Records for this exercise:
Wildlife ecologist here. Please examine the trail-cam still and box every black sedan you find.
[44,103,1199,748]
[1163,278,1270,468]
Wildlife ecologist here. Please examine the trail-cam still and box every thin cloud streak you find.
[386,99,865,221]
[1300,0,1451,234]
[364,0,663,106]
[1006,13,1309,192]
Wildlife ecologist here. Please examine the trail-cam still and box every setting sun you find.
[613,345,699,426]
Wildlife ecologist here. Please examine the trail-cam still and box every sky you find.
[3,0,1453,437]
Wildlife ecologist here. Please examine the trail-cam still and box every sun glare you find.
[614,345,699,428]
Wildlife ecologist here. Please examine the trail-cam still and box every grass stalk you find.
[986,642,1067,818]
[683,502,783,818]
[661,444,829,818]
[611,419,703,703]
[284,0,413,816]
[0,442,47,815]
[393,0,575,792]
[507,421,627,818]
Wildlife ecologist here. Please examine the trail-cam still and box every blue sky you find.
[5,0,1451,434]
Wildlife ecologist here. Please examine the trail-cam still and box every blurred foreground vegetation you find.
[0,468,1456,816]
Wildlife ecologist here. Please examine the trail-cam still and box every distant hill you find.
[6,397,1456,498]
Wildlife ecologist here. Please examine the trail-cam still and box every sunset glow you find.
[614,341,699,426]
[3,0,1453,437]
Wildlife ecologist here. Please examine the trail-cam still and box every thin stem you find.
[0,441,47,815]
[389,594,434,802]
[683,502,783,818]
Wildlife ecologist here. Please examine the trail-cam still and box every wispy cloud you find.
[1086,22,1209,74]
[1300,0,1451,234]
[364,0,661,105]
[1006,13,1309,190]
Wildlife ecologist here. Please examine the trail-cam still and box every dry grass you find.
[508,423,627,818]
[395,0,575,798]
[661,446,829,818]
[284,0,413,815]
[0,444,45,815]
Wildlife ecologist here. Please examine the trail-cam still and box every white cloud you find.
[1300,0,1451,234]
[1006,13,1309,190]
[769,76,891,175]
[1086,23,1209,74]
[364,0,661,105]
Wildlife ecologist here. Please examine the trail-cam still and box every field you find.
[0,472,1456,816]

The problem:
Can you reproduce all of the rows above verbatim, without changing a single character?

Task solution:
Wildlife ecologist here. Please examine the trail-cam still and box every black sedan you find.
[44,103,1199,748]
[1163,278,1270,468]
Wildlife ecologist here. Please examine the trail-cam still and box every thin cloud streak you find.
[386,99,865,221]
[1300,0,1451,234]
[364,0,663,106]
[1006,13,1309,192]
Wildlife ecologist here. Please examine the trail-cam still and box every setting sun you find.
[613,345,699,426]
Wildlife ecologist here. Please examine the trail-cam still and box every sky you find.
[3,0,1453,437]
Wildlife ecologist here. Please examine the trail-cam still and box every sun glare you find.
[614,345,699,428]
Wildlife ecologist here. Please examine the trail-cam still and box every grass stalk you find.
[986,642,1067,818]
[683,502,783,818]
[661,444,829,818]
[611,419,703,703]
[284,0,413,816]
[0,442,47,815]
[393,0,575,792]
[507,421,627,818]
Wildlife ecologist here. Please examine the trail-cam still and box every blue sky you find.
[5,0,1451,434]
Wildlife ecologist here. Please examine the trail-cam still and box every blurred foreground vegetation you find.
[0,468,1456,816]
Wildlife ecologist here. Please examine the trail-cam still and box every distant hill you find.
[6,397,1456,498]
Wildlife ecologist here. Please examine the trail-cam still and box every sunset glow you find.
[614,341,699,426]
[3,0,1453,437]
Wildlife ecologist here. Please examine the trail-cam still and box every thin stem you find.
[0,441,47,815]
[389,594,434,802]
[683,502,783,818]
Wildlife ecologist here. Please examine the trail-cam still and box every wispy cloud you find.
[1086,22,1209,74]
[1300,0,1451,234]
[364,0,661,105]
[1006,13,1309,190]
Wildlife ecologist here. Please examine the trail-cam still and box every dry grass you find.
[508,423,627,818]
[395,0,575,798]
[661,446,829,818]
[284,0,413,815]
[0,444,45,815]
Wildlife ecologist here. Please examine the trail-cam still and box every white cloud you find.
[1300,0,1451,234]
[1006,13,1309,190]
[769,76,891,175]
[1086,23,1209,74]
[364,0,661,105]
Wildlife ecologist here. Please examine the trail-cam still and box every field you find.
[0,472,1456,816]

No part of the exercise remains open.